======== Extract provided
Secretary of State of New Hampshire
- In office 1875 – 1876 1872 – 1873

Personal details
- Born: February 26, 1833 Epping, New Hampshire
- Died: February 21, 1895 (aged 61) Epping, New Hampshire
- Party: Republican

= Benjamin F. Prescott =

American politician (1833-1895)

Benjamin Franklin Prescott (February 26, 1833 – February 21, 1895) was an American lawyer, newspaper editor, and politician from Epping, New Hampshire, who served as the 36th governor of New Hampshire.

==Early life and education==
Benjamin F. Prescott was born in Epping, New Hampshire, on February 26, 1833. He attended Pembroke Academy and Phillips Exeter Academy before graduating from Dartmouth College in 1856.

== Career ==
Prescott studied law and was admitted to the New Hampshire Bar Association. He then established a private legal practice in Concord, New Hampshire and became active in the Republican Party. He served as secretary of the Republican State Committee from 1859 to 1874. He was also secretary of New Hampshire's Electoral College members every four years from 1860 to 1880.

In 1859, Prescott became editor of the Independent Democrat, a Republican newspaper that opposed slavery and endorsed the Abraham Lincoln administration.
================
======== Information
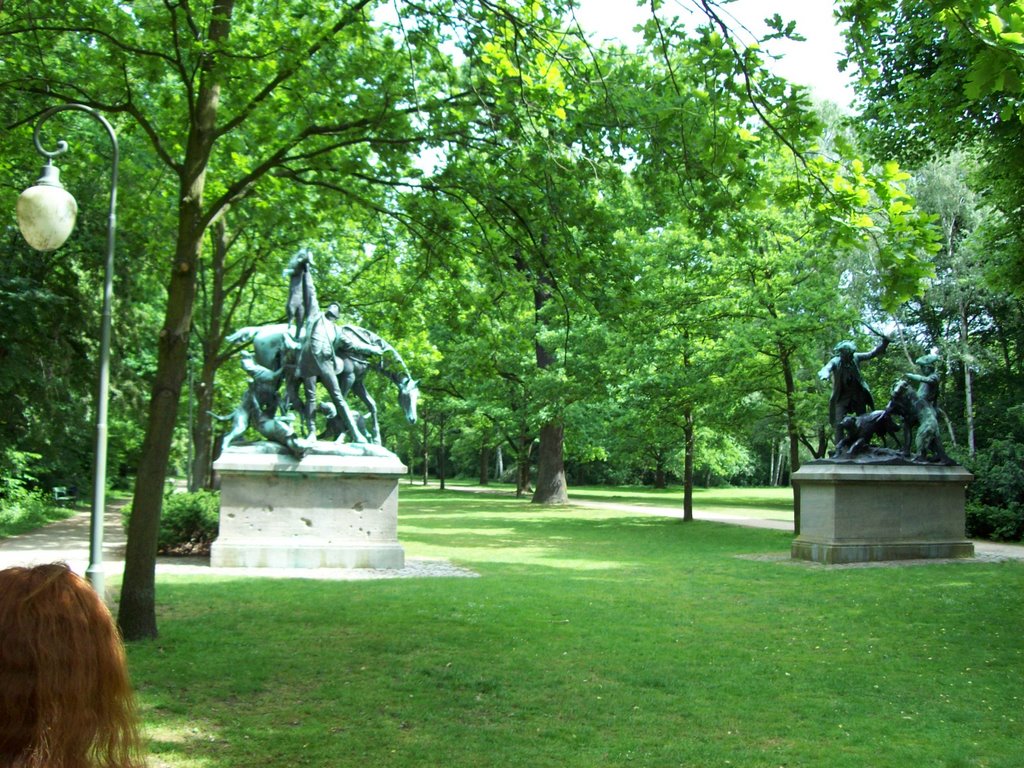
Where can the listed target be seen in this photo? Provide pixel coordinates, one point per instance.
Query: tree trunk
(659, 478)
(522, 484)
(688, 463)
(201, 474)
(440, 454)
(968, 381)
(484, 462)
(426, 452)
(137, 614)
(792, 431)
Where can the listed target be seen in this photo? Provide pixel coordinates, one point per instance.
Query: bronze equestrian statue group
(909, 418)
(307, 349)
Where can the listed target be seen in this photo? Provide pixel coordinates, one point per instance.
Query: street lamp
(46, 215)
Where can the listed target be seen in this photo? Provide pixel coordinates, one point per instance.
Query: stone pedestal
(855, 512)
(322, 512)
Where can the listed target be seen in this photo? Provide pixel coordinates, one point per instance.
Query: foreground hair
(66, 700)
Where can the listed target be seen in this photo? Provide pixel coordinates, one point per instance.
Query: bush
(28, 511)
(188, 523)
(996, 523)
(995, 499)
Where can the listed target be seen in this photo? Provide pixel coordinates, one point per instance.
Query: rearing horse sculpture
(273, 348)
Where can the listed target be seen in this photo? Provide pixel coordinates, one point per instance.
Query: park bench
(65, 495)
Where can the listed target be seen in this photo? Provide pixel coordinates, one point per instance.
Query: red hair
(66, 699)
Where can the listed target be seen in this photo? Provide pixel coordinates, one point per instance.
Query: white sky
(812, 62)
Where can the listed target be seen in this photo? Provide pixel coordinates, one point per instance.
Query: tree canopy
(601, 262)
================
_About this exercise_. Pick up the Benjamin F. Prescott biography right after its last sentence and carry on in the same encyclopedic style.

_Exercise result_.
Prescott was a New England special agent for the United States Department of the Treasury from 1865 to 1869, responsible to audit and report on the activities of customs collectors at border crossing and ports. He was New Hampshire Secretary of State from 1872 to 1873 and 1875 to 1876.

In 1877, Prescott was elected to a one-year term as governor. He was reelected in 1878, and served from June 7, 1877, to June 5, 1879. During his term, the state constitution was revised and construction began on a new state prison in Concord.

Prescott remained active in politics after leaving office, serving as chairman of the 1880 state Republican convention and a Delegate to the 1880 Republican National Convention. From 1887 to 1893, Prescott served on the state New Hampshire Board of Railroad Commissioners.

In addition to his political activities, Prescott was an author and was involved with several historical organizations. He was vice president of the New Hampshire Historical Society, President of the Bennington Battle Monument Commission, and a Fellow of Great Britain's Royal Historical Society. He was also a trustee of the New Hampshire College of Agriculture and the Mechanic Arts and Dartmouth College.

== Personal life ==
Prescott died in Epping on February 21, 1895. He was buried at Blossom Hill Cemetery in Concord. The Benjamin Franklin Prescott House is listed on the National Register of Historic Places.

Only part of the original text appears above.